Brief:
Your copy of the entries below should hold exactly the lines from the one containing "x=696, y=75" to the one containing "One marker per instance, like [568,563].", inclusive, and no pictures.

»»

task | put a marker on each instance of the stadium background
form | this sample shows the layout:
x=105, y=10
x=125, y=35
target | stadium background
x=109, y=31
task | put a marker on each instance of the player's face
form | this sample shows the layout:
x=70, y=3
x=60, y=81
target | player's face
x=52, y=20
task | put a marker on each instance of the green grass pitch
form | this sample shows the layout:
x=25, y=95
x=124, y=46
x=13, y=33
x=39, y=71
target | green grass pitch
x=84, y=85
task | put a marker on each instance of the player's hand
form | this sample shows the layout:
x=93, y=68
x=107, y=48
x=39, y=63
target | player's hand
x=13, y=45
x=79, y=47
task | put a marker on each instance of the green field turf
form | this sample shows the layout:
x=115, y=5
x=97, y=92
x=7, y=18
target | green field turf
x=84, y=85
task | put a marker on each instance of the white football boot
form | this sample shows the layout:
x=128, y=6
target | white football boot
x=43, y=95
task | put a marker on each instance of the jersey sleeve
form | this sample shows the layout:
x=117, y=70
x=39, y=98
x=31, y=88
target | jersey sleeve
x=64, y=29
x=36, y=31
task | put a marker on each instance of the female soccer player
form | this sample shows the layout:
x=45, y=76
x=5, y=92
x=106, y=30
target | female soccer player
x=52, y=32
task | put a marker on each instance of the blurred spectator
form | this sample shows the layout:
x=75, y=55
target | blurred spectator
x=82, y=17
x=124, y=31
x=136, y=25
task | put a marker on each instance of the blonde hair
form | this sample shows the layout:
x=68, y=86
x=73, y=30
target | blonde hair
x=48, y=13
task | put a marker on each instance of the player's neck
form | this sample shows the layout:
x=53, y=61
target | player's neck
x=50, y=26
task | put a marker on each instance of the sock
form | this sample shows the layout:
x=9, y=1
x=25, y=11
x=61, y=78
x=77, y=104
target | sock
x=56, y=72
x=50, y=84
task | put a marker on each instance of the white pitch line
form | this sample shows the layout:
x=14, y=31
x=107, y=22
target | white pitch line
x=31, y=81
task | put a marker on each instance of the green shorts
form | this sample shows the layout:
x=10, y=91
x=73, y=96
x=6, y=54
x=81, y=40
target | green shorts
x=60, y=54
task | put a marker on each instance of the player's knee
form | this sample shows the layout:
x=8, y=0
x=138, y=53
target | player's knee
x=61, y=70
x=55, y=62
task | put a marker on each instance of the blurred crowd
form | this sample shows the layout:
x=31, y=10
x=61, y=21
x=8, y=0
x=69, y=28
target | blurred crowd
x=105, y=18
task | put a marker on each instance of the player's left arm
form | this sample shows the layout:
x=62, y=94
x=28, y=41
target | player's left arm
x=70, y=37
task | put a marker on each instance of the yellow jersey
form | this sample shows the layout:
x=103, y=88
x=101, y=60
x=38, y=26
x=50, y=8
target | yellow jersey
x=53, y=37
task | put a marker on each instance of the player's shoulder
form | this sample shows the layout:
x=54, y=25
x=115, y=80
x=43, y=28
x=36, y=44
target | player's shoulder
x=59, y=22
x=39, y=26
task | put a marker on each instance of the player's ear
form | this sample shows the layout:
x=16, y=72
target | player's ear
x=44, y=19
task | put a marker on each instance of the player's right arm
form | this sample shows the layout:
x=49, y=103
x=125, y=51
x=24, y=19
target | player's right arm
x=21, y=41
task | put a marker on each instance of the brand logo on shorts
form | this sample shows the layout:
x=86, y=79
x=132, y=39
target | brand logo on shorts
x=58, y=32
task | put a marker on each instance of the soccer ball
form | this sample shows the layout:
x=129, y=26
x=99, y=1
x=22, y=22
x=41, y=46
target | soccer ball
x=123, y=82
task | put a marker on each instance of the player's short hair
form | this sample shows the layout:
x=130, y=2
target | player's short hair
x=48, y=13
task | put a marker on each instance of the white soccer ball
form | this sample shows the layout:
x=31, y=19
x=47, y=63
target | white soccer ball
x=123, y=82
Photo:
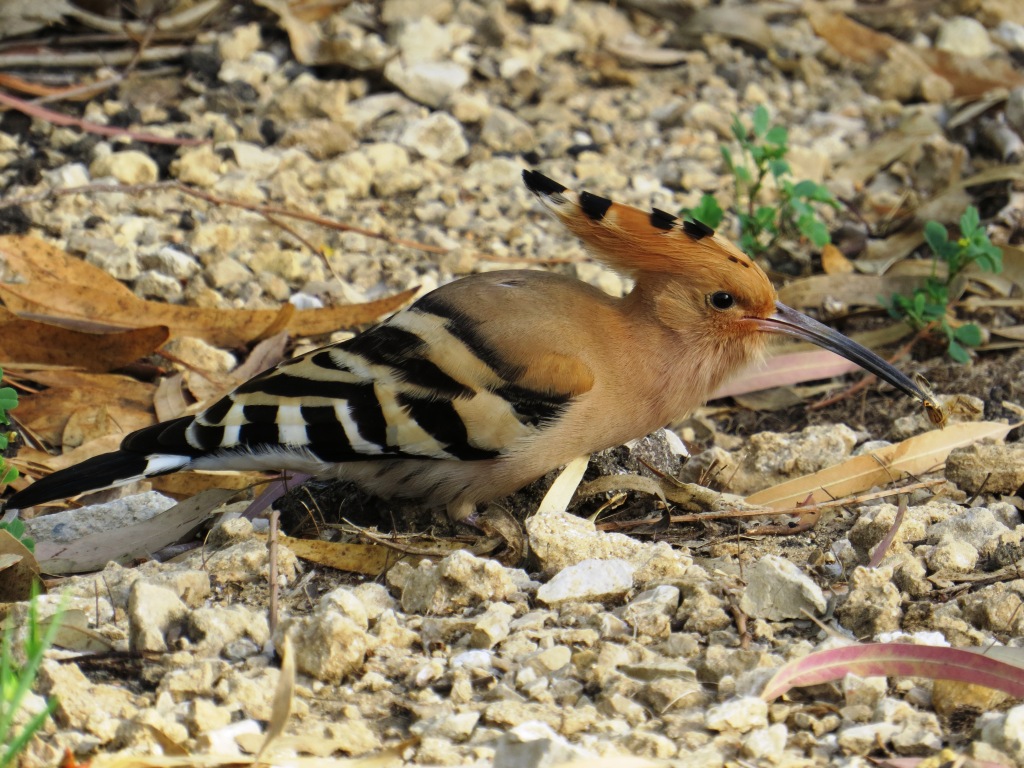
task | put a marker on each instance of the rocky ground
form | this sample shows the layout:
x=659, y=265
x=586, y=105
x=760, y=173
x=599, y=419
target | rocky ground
x=601, y=644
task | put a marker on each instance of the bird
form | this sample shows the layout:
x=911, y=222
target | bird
x=485, y=384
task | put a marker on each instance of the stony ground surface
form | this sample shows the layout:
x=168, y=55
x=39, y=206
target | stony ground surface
x=657, y=650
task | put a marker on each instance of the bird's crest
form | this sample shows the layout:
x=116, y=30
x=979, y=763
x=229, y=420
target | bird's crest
x=632, y=241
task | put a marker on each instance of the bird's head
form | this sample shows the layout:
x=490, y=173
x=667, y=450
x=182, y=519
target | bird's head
x=700, y=284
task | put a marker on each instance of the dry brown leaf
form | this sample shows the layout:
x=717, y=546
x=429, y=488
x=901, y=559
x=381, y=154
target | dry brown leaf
x=369, y=559
x=970, y=78
x=84, y=292
x=30, y=461
x=28, y=341
x=863, y=163
x=834, y=262
x=169, y=400
x=93, y=551
x=281, y=708
x=125, y=388
x=87, y=424
x=18, y=578
x=849, y=290
x=47, y=413
x=914, y=456
x=186, y=484
x=74, y=633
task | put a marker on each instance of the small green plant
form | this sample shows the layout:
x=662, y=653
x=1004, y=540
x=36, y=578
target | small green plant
x=16, y=680
x=930, y=305
x=764, y=147
x=8, y=400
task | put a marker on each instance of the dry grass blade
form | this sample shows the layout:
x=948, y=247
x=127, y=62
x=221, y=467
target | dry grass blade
x=897, y=658
x=281, y=710
x=22, y=571
x=914, y=456
x=880, y=552
x=560, y=494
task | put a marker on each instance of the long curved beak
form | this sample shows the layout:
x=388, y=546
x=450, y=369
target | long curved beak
x=790, y=322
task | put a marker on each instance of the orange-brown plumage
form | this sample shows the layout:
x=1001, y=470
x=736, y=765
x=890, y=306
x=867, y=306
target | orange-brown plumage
x=486, y=383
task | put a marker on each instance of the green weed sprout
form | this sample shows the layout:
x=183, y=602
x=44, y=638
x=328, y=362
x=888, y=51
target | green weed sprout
x=16, y=681
x=764, y=147
x=930, y=304
x=8, y=399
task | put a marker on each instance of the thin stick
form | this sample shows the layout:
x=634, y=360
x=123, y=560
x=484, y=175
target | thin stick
x=800, y=511
x=56, y=118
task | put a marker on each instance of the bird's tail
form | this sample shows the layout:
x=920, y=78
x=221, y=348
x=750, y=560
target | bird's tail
x=105, y=471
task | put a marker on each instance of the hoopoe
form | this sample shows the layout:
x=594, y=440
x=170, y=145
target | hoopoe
x=485, y=384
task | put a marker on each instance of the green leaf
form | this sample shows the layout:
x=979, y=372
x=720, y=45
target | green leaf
x=760, y=121
x=970, y=221
x=936, y=237
x=957, y=352
x=778, y=168
x=815, y=230
x=9, y=475
x=8, y=398
x=969, y=334
x=738, y=129
x=778, y=135
x=804, y=188
x=727, y=157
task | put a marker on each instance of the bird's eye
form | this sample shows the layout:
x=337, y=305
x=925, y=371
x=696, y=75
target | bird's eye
x=722, y=300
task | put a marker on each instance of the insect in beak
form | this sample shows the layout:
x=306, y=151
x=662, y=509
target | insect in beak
x=790, y=322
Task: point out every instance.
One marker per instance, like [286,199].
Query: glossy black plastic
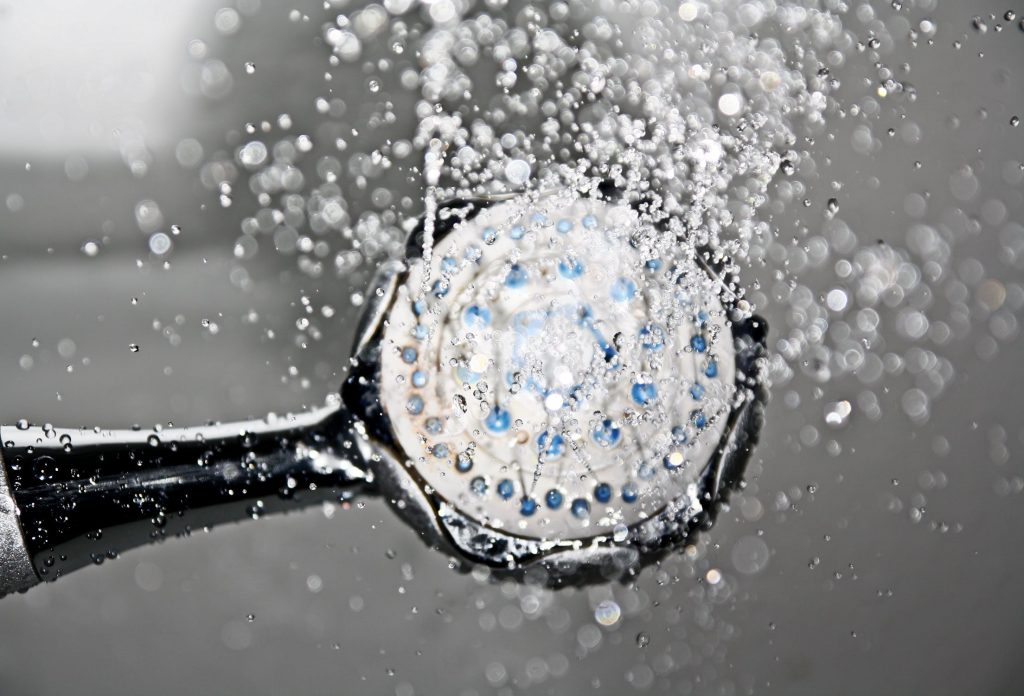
[85,495]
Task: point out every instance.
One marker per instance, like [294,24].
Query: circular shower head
[550,381]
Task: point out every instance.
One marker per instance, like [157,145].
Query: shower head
[555,383]
[544,387]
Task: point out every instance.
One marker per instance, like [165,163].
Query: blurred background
[867,555]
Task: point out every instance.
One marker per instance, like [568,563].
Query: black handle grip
[85,495]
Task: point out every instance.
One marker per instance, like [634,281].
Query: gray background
[348,601]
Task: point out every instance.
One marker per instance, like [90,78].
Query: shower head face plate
[551,381]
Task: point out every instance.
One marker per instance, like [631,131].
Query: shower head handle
[75,497]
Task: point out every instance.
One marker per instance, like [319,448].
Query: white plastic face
[546,379]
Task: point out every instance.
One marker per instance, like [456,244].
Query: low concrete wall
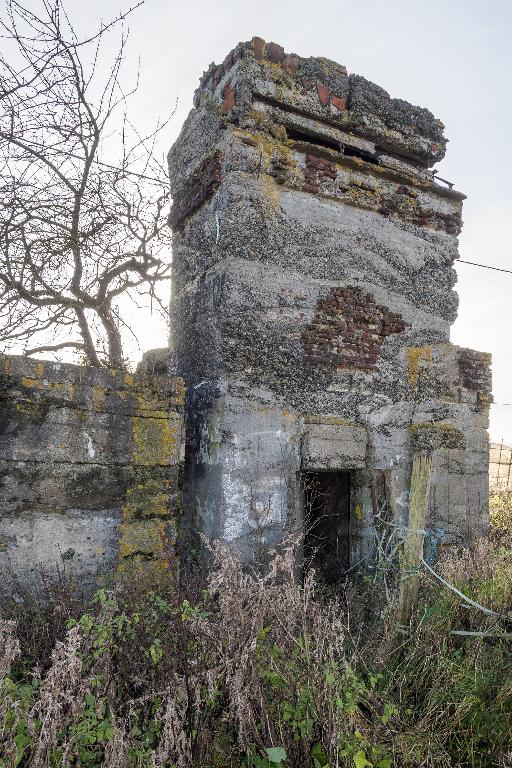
[90,466]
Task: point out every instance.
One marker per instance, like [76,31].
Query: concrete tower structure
[312,300]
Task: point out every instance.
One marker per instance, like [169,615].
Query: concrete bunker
[312,299]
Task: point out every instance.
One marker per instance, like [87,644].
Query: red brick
[275,53]
[339,102]
[291,62]
[323,93]
[258,45]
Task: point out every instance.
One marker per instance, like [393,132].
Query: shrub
[262,671]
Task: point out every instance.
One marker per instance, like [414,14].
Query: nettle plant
[252,670]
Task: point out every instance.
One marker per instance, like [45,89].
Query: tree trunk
[90,349]
[115,347]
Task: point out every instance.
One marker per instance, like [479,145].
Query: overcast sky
[452,56]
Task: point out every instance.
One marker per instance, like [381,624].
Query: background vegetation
[246,670]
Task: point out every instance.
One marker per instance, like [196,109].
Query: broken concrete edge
[91,465]
[350,100]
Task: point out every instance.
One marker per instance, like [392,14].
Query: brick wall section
[474,370]
[198,188]
[348,329]
[89,470]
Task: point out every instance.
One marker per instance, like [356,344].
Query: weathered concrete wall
[89,470]
[313,295]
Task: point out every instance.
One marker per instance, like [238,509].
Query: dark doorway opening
[327,524]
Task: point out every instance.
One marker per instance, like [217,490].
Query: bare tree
[83,196]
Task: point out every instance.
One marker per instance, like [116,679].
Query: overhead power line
[485,266]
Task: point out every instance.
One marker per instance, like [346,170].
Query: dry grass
[260,666]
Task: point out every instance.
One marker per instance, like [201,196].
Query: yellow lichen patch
[417,357]
[333,421]
[154,440]
[31,383]
[179,393]
[144,546]
[98,397]
[149,498]
[273,191]
[5,365]
[428,436]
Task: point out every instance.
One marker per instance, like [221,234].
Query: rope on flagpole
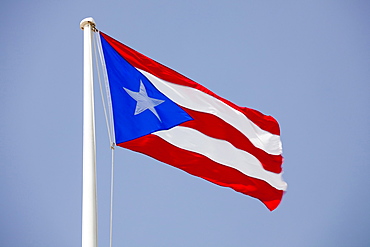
[109,122]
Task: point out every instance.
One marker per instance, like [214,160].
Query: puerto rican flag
[163,114]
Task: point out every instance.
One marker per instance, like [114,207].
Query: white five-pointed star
[143,101]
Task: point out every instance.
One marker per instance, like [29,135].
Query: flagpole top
[86,21]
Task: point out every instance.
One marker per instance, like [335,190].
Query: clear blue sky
[304,62]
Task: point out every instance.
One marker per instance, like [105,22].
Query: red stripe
[201,166]
[215,127]
[142,62]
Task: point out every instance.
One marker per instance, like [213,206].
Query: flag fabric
[165,115]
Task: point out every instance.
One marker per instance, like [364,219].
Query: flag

««

Task response:
x=696, y=75
target | bird's eye
x=722, y=300
task | put a marker on each instance of the insect in beak
form | this sample shows the layout:
x=306, y=151
x=662, y=509
target | insect in beak
x=790, y=322
Task: point out every instance.
One marker per instance, like [286,199].
Query: glossy black plastic
[85,495]
Task: point out every instance.
One marker per instance, like [294,24].
Query: circular shower head
[550,381]
Task: point out every instance.
One marker per instance, like [157,145].
Query: shower head
[555,383]
[544,387]
Task: point out every instance.
One marker per instance, like [165,163].
Query: blurred background
[867,555]
Task: point out every instance.
One marker per instance, like [568,563].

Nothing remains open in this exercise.